(Material provided begins)
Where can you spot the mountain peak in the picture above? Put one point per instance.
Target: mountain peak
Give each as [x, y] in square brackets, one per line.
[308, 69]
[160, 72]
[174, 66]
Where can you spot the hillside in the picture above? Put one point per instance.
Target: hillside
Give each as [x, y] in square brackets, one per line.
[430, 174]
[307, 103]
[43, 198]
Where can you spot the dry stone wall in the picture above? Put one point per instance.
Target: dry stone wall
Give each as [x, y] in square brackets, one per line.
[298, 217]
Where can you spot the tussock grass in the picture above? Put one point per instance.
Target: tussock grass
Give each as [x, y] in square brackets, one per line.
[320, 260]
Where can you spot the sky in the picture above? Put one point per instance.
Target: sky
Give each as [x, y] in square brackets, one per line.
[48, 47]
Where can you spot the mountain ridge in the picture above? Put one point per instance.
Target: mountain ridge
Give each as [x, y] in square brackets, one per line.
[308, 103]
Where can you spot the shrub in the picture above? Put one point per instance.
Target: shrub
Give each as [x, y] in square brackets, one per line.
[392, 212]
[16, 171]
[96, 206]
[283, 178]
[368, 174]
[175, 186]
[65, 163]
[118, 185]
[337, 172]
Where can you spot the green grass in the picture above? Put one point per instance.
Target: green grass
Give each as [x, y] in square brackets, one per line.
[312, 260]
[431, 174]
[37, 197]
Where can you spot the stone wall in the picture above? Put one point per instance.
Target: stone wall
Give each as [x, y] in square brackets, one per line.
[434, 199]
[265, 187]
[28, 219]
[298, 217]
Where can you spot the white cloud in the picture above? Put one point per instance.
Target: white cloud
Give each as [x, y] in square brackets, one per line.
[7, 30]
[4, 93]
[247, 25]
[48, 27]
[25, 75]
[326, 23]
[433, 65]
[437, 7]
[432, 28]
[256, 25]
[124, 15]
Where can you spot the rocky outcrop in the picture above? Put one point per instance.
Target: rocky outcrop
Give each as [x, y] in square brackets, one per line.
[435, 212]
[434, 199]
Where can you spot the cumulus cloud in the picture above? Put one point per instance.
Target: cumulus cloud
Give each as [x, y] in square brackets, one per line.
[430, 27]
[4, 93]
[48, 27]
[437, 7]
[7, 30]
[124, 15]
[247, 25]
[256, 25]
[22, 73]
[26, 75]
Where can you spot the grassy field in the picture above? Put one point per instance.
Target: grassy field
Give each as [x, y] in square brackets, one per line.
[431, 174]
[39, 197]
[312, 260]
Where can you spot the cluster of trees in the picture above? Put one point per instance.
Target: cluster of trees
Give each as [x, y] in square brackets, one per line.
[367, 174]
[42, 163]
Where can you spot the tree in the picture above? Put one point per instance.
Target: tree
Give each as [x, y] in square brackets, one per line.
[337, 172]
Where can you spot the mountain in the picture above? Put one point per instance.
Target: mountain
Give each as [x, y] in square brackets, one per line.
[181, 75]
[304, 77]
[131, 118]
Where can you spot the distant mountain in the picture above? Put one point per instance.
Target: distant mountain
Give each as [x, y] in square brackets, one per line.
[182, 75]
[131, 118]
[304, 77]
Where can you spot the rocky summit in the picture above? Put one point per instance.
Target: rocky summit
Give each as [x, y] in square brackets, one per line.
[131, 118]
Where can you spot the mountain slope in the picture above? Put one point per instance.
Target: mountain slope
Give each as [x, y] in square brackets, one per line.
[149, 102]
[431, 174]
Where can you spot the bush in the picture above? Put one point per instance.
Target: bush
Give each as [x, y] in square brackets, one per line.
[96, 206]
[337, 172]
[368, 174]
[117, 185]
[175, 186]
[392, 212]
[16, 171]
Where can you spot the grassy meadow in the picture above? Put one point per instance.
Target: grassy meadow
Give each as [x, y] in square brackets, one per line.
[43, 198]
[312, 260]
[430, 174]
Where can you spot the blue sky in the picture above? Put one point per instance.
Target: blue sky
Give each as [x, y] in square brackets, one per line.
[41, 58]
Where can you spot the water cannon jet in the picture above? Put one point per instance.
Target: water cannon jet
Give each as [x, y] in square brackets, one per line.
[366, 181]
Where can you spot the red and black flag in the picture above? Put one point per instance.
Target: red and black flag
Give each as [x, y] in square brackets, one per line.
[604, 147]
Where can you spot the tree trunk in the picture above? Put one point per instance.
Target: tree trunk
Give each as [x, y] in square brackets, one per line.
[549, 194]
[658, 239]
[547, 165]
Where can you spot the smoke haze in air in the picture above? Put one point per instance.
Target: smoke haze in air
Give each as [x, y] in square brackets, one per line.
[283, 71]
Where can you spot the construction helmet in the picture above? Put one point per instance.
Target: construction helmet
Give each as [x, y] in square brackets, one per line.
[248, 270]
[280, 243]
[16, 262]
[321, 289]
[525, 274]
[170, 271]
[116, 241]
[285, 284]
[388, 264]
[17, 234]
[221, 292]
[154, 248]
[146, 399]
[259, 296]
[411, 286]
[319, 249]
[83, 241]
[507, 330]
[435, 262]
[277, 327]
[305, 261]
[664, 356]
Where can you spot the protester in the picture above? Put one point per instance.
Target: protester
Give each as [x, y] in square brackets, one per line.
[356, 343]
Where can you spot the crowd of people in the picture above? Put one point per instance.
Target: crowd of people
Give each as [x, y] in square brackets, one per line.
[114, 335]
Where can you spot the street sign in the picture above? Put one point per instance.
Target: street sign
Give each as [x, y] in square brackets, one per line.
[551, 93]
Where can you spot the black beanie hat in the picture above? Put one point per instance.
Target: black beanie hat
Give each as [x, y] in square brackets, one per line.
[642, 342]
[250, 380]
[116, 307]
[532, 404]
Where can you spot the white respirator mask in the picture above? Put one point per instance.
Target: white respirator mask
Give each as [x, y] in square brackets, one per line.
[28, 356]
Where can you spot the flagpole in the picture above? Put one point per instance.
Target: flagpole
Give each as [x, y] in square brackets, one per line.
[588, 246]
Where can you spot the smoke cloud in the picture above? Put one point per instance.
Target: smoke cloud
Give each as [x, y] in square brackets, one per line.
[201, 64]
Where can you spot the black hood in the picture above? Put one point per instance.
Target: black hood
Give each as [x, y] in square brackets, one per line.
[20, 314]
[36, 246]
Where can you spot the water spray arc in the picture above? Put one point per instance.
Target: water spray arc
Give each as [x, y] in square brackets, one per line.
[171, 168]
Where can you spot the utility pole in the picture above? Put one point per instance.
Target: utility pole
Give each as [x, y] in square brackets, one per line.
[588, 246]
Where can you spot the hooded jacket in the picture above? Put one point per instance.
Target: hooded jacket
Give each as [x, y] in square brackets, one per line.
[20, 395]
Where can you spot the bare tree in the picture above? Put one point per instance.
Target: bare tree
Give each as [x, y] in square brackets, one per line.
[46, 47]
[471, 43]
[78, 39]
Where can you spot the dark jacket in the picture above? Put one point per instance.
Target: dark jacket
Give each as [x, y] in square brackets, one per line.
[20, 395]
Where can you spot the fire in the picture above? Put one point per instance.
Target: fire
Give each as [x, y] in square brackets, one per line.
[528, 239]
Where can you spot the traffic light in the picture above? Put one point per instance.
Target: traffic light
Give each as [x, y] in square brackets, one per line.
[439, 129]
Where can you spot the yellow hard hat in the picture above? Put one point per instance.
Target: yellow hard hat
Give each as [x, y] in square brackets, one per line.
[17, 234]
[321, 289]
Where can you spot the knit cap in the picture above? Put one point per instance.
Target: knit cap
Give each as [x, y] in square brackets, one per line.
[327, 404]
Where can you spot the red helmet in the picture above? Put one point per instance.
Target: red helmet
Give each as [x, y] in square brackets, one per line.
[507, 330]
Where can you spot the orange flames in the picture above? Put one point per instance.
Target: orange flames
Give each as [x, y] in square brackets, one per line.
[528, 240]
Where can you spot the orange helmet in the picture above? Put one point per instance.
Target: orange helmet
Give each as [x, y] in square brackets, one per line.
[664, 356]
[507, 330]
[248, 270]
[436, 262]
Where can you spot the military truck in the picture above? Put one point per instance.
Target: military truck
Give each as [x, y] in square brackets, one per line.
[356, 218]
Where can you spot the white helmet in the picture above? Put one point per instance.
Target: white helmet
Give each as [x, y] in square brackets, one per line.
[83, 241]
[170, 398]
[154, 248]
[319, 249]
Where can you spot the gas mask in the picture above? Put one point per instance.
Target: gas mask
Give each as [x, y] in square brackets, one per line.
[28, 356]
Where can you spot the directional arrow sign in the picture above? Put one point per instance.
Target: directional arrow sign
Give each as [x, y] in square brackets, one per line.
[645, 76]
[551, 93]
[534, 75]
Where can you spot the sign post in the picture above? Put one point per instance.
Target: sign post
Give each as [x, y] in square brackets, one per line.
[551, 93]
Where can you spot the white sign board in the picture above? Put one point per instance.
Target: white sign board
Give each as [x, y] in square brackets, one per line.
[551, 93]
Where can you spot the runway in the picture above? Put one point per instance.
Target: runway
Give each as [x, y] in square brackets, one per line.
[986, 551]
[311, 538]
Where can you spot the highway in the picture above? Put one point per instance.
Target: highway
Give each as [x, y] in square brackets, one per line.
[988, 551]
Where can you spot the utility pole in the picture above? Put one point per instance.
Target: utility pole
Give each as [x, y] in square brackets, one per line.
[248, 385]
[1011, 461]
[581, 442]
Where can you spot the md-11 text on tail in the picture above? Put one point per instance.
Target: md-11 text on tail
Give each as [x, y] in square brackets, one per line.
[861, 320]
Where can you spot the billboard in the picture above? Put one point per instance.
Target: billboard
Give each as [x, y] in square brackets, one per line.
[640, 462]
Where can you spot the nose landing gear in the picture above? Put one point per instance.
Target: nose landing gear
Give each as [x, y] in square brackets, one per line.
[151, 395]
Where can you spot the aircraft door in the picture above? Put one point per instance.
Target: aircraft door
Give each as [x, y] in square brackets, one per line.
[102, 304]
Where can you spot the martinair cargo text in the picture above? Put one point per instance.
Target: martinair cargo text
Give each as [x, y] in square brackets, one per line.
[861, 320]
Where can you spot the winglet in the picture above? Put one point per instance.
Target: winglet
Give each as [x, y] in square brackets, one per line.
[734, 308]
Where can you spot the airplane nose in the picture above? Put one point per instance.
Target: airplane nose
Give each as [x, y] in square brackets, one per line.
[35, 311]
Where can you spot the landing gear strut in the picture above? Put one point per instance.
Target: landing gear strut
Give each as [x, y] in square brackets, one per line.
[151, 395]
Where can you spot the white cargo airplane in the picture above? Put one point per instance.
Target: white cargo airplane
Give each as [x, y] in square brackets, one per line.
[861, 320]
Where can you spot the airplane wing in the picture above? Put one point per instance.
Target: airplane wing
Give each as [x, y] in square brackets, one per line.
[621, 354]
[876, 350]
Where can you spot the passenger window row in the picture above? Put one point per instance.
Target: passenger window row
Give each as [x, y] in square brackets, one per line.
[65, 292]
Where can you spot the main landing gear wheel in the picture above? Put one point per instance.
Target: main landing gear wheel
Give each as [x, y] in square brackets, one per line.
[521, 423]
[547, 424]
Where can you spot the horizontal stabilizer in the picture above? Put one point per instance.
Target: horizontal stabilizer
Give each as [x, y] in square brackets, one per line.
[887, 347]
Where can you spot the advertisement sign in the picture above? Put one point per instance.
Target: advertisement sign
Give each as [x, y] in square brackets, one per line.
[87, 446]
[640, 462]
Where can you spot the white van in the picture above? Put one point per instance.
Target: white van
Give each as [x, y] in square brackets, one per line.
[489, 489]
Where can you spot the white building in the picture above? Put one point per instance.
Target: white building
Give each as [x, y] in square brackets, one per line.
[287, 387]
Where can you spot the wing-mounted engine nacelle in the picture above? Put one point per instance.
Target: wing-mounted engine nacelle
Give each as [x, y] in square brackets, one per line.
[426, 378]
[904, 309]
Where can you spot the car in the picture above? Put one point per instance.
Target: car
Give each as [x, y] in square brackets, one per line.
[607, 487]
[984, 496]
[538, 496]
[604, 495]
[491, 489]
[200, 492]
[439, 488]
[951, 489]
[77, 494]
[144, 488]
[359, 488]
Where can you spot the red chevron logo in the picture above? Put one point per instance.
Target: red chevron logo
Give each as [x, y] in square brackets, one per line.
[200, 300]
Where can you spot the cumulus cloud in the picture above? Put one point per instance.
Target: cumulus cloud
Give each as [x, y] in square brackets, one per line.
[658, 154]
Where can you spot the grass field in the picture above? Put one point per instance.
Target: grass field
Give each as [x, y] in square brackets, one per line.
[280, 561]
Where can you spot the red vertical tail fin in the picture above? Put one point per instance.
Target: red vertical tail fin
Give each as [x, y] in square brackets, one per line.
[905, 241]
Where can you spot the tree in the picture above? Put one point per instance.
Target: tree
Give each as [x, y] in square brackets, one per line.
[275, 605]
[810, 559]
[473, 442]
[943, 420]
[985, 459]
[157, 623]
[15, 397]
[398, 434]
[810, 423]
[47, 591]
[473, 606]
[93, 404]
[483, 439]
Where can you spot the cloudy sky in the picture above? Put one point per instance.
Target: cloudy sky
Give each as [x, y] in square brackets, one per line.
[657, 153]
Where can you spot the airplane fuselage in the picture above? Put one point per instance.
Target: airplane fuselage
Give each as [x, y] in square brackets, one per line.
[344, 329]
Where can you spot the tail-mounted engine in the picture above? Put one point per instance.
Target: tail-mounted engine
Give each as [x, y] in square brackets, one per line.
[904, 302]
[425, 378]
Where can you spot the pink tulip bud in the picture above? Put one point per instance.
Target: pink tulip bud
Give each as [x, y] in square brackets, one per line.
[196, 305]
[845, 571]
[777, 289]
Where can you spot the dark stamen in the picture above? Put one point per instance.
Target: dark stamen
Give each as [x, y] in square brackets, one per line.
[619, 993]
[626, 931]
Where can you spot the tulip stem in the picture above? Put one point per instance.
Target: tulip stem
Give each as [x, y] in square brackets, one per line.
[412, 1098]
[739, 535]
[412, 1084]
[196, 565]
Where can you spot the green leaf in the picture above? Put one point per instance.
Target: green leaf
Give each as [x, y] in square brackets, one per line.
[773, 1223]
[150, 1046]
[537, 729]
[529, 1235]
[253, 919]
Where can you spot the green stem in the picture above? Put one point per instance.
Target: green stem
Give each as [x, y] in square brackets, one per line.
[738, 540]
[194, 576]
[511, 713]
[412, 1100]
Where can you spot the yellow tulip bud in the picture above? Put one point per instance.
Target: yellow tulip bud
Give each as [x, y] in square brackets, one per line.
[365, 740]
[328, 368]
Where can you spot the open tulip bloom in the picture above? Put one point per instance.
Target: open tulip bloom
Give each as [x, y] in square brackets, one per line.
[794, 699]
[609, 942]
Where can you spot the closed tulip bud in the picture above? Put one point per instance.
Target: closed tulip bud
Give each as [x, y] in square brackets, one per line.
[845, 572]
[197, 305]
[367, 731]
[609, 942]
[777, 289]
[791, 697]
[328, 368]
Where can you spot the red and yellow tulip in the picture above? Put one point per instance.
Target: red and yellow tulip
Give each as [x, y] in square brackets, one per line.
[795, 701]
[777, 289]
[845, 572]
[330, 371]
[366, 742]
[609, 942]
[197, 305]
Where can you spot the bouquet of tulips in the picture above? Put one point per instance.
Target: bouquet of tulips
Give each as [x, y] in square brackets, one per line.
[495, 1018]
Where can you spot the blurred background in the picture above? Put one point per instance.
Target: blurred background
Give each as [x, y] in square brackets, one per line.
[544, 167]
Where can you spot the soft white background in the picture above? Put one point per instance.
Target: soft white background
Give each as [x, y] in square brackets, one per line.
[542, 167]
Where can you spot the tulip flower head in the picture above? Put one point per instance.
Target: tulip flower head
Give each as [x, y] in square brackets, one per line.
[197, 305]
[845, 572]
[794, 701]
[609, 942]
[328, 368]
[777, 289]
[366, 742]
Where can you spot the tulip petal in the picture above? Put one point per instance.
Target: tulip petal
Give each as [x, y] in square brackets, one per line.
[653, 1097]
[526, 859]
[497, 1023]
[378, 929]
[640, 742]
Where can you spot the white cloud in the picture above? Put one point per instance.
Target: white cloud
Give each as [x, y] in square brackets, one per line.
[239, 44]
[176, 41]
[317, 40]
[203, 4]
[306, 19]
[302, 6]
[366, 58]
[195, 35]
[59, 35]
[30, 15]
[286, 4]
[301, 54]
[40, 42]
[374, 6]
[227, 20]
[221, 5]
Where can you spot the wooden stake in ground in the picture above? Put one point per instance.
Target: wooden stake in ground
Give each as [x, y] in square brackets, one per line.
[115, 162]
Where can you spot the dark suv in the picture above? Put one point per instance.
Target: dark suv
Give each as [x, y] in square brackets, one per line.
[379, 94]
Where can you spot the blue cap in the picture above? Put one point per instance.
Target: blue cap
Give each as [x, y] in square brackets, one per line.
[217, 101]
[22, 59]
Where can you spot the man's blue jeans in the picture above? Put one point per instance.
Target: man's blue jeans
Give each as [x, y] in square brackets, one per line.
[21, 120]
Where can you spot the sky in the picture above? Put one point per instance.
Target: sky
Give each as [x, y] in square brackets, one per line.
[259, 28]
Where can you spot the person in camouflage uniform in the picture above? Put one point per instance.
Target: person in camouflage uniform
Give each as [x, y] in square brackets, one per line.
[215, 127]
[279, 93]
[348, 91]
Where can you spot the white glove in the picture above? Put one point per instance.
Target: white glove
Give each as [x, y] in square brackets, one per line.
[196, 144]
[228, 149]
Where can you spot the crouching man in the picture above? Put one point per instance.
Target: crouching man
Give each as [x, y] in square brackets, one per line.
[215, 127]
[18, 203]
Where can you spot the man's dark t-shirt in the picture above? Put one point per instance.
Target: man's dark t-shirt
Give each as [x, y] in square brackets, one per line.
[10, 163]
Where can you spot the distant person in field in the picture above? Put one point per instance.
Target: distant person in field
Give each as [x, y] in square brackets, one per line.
(Material provided ends)
(What you have to do) Pull every line with the string "uniform" from the data above.

(Final answer)
Where can you spot the person in camouflage uniform in the picture above? Put one point per instance.
Target: person in camouflage uniform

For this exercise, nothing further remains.